* INSTRUCTION:
Without skipping anything, write out each record below exactly.
** start of DATASET ROWS **
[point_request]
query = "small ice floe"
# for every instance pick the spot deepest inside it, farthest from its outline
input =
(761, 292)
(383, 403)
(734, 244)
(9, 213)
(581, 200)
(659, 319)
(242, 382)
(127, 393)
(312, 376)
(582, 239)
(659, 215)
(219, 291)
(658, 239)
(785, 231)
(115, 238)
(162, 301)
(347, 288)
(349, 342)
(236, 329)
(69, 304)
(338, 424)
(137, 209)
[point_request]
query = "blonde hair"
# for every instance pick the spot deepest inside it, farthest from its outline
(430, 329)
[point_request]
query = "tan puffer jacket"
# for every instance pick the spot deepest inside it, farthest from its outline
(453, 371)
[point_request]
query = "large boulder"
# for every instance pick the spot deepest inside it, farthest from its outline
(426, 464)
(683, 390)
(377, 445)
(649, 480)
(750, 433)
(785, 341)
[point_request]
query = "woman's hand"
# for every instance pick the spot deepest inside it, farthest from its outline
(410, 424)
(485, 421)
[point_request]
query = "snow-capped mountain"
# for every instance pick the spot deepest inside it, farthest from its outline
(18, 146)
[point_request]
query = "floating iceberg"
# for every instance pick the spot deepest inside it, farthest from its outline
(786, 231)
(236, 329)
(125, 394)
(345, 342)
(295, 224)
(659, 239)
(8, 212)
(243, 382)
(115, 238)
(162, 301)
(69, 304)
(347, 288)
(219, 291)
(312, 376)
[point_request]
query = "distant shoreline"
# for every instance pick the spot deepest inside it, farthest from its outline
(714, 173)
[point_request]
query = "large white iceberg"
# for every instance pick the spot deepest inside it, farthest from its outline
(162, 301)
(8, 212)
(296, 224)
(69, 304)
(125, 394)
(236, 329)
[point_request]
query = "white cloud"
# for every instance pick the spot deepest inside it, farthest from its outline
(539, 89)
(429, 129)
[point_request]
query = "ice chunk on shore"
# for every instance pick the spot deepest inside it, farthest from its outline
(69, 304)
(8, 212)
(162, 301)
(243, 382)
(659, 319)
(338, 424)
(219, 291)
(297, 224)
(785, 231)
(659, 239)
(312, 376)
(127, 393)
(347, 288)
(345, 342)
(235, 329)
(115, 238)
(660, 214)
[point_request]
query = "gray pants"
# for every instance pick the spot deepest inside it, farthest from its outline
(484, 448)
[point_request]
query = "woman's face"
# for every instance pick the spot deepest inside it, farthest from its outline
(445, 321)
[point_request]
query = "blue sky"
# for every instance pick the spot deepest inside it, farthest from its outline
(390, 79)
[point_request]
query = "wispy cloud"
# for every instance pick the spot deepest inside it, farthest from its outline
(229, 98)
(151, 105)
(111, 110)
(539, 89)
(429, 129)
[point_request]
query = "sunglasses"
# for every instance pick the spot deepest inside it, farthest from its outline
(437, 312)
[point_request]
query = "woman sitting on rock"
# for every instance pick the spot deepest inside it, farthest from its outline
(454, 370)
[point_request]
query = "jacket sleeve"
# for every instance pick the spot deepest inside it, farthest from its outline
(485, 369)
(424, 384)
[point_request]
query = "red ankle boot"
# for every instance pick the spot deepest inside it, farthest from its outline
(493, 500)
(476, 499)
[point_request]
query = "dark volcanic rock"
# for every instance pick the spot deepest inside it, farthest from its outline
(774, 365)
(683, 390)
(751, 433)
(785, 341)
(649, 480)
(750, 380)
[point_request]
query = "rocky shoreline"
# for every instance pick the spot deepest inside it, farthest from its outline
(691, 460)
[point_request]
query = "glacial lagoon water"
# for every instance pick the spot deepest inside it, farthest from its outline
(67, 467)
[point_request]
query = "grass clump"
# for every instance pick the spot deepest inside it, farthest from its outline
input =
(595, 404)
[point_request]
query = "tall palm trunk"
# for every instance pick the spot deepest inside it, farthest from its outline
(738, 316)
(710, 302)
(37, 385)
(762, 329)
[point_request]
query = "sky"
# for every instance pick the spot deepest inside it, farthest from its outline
** end of DATASET ROWS **
* SOLUTION:
[point_request]
query = "small ice floe"
# for every instance pick the spot deepest inside it, farthest from its outline
input =
(761, 292)
(383, 403)
(734, 244)
(9, 213)
(581, 200)
(659, 319)
(242, 382)
(127, 393)
(312, 376)
(582, 239)
(659, 215)
(219, 291)
(658, 239)
(785, 231)
(115, 238)
(162, 301)
(347, 288)
(349, 342)
(236, 329)
(69, 304)
(338, 424)
(137, 209)
[point_request]
query = "blonde hair"
# for every instance pick the spot deepest inside it, farthest from its outline
(430, 329)
[point_request]
query = "tan puffer jacket"
# for every instance pick the spot deepest inside it, farthest from its outline
(453, 371)
[point_request]
query = "large boulder"
# for every instance pick the spot deepest inside it, farthest from its outline
(426, 464)
(683, 390)
(377, 445)
(649, 480)
(750, 433)
(785, 341)
[point_request]
query = "woman's hand"
# for every instance pick the spot deepest inside it, farthest from its outline
(410, 424)
(485, 421)
[point_request]
query = "snow-capped mountain"
# for every instance pick the spot deepest inside it, farthest from its outline
(18, 146)
[point_request]
query = "floating iceberg"
# for every instance pick the spot deepest inside it, farthest from its outline
(786, 231)
(236, 329)
(125, 394)
(345, 342)
(295, 224)
(659, 239)
(8, 212)
(243, 382)
(115, 238)
(162, 301)
(69, 304)
(347, 288)
(219, 291)
(312, 376)
[point_request]
query = "distant shoreline"
# for every instance pick the spot deepest inside it, farthest from its outline
(714, 173)
[point_request]
query = "large white iceberg"
# for every instance pick the spot deepest inside it, farthest from its outline
(162, 301)
(8, 212)
(296, 224)
(69, 304)
(125, 394)
(236, 329)
[point_request]
query = "white cloud"
# for every instance pick the spot deepest inside it, farthest from its outline
(539, 89)
(429, 129)
[point_request]
query = "ice chunk on shore"
# for every instance pick the spot deepest inside it, farthest from its outline
(69, 304)
(8, 212)
(162, 301)
(243, 382)
(659, 319)
(338, 424)
(219, 291)
(297, 224)
(785, 231)
(659, 239)
(312, 376)
(127, 393)
(347, 288)
(345, 342)
(235, 329)
(115, 238)
(660, 214)
[point_request]
query = "gray pants"
# for every instance pick the spot deepest inside it, farthest from its outline
(484, 448)
[point_request]
query = "woman's face"
# for every instance pick the spot deepest inside it, farthest from its outline
(445, 321)
[point_request]
query = "blue sky"
# for every instance pick the spot deepest inside it, farthest from its outline
(390, 79)
[point_request]
query = "wispy cloud"
# for every instance pick the spot deepest inside it, farthest from its outline
(229, 98)
(151, 105)
(111, 110)
(539, 89)
(429, 129)
[point_request]
query = "sunglasses"
# for every instance pick the spot deepest inside it, farthest from its outline
(437, 312)
[point_request]
query = "woman sitting on rock"
# for every instance pick the spot deepest inside it, farthest from its outline
(454, 370)
[point_request]
query = "jacket sleeve"
# for every instance pick the spot deepest inside it, farthest from its outline
(485, 369)
(424, 384)
[point_request]
query = "red ankle boot"
# for every instance pick the spot deepest inside it, farthest from its outline
(493, 500)
(476, 499)
[point_request]
query = "dark volcanic rock"
# for every instance pick the spot deepest inside it, farthest from its outline
(774, 365)
(683, 390)
(751, 433)
(785, 341)
(649, 480)
(750, 380)
[point_request]
query = "rocky shoreline"
# for every instance pick the spot deepest inside it, farthest from its outline
(691, 460)
[point_request]
query = "glacial lagoon water"
# for every instance pick the spot deepest inside it, farthest from its outline
(67, 467)
[point_request]
query = "grass clump"
# for every instance pick the spot deepest inside it, farthest from its outline
input =
(595, 404)
[point_request]
query = "tall palm trunk"
# for every instance pick the spot deepest inside it, farthest from its outline
(738, 316)
(710, 302)
(37, 385)
(762, 329)
[point_request]
query = "sky"
# for every instance pick the spot deepest inside it, farthest from its outline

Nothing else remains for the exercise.